[Source data]
┌──

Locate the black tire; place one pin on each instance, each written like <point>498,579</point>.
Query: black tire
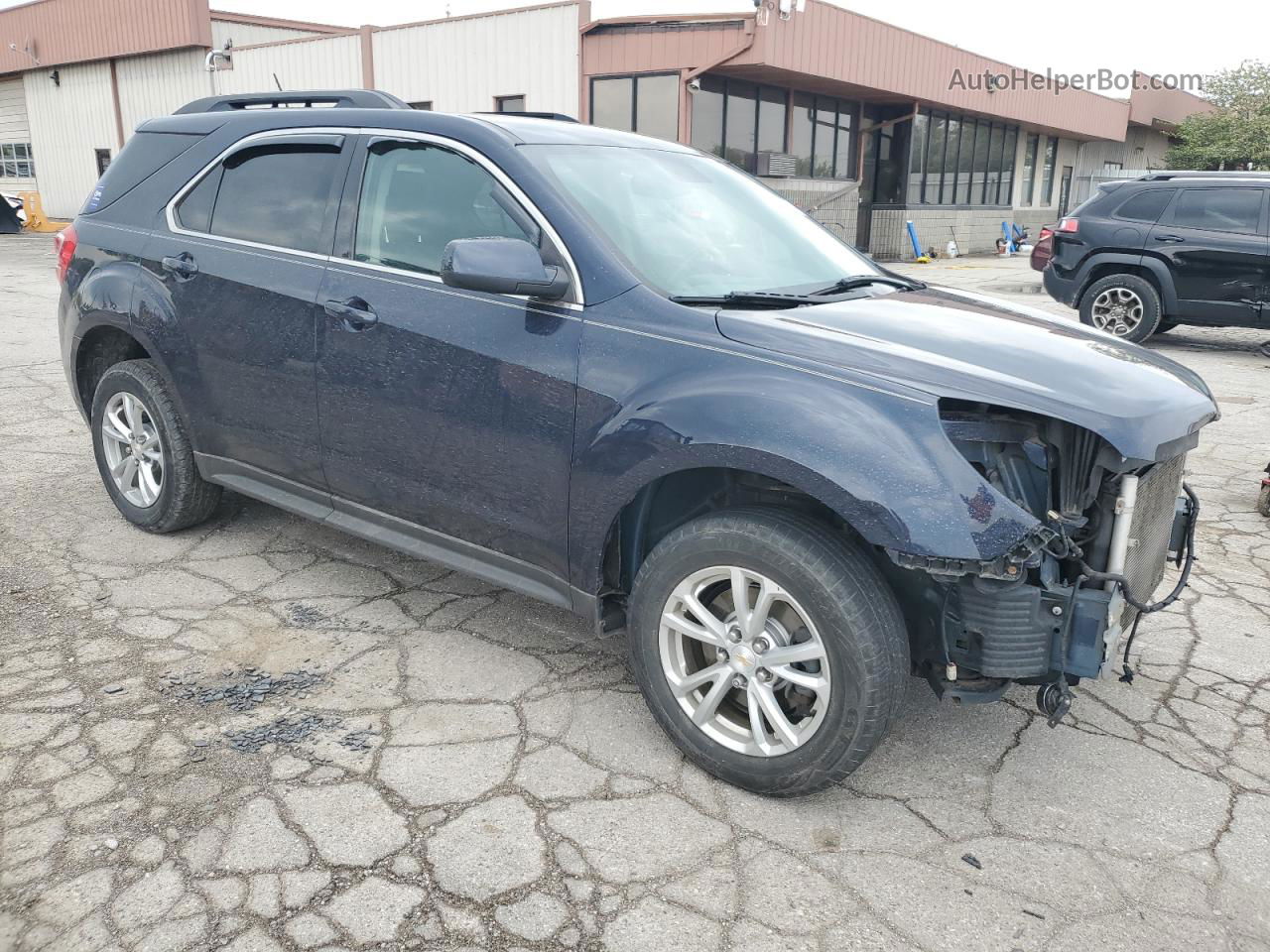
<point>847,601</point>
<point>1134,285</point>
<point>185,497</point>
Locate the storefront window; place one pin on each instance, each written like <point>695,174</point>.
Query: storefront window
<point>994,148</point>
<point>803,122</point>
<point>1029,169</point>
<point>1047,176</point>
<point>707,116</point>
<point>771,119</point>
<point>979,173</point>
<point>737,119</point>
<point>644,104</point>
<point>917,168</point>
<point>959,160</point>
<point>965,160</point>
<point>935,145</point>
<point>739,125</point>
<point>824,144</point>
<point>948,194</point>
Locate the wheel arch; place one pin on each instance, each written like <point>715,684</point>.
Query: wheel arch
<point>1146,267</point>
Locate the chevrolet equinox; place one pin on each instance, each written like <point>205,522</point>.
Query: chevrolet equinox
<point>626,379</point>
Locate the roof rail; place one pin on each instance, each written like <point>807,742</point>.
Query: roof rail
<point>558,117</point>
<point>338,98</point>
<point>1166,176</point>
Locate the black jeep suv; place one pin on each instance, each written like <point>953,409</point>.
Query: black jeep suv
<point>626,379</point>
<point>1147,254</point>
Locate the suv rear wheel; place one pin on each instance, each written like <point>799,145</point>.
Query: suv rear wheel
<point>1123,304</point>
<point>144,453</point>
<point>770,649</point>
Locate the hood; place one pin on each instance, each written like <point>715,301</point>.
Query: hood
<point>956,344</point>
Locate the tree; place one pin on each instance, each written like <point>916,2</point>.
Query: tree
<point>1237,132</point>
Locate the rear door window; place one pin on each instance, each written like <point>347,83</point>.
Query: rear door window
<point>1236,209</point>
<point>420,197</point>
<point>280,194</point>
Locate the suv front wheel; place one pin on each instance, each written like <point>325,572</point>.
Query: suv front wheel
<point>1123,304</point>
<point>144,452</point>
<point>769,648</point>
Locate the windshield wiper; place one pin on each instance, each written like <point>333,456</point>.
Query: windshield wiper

└──

Written instruction - Rewrite the stretch from the start of the rows through the line that contains "<point>1147,254</point>", requests included, and shift every point coordinate in the answers by -135. Leave the pictures out.

Answer below -
Locate the black tire; place one pin on each instance, each written like <point>498,579</point>.
Query: black tire
<point>712,466</point>
<point>999,150</point>
<point>50,362</point>
Locate the storefront window; place one pin on each instance, each written like <point>695,174</point>.
Query: storefront window
<point>859,13</point>
<point>668,-13</point>
<point>894,34</point>
<point>912,41</point>
<point>572,-19</point>
<point>636,-16</point>
<point>844,38</point>
<point>602,-16</point>
<point>509,-31</point>
<point>782,33</point>
<point>824,25</point>
<point>830,25</point>
<point>800,10</point>
<point>604,-10</point>
<point>689,9</point>
<point>813,59</point>
Locate the wheel arch; place one pin on each instance, each written like <point>715,684</point>.
Query: wheel arch
<point>1011,132</point>
Locate the chevrolet equinox; place one pin on each instance, each written like <point>205,522</point>.
Query: chevrolet equinox
<point>491,244</point>
Locate the roof rail; place one pin on each instance, each written like <point>807,742</point>.
Query: roof rail
<point>423,-18</point>
<point>203,-37</point>
<point>1031,41</point>
Locate the black jeep suv; place one pin on each instance, each written like <point>953,409</point>.
Query: black jeep suv
<point>491,244</point>
<point>1012,119</point>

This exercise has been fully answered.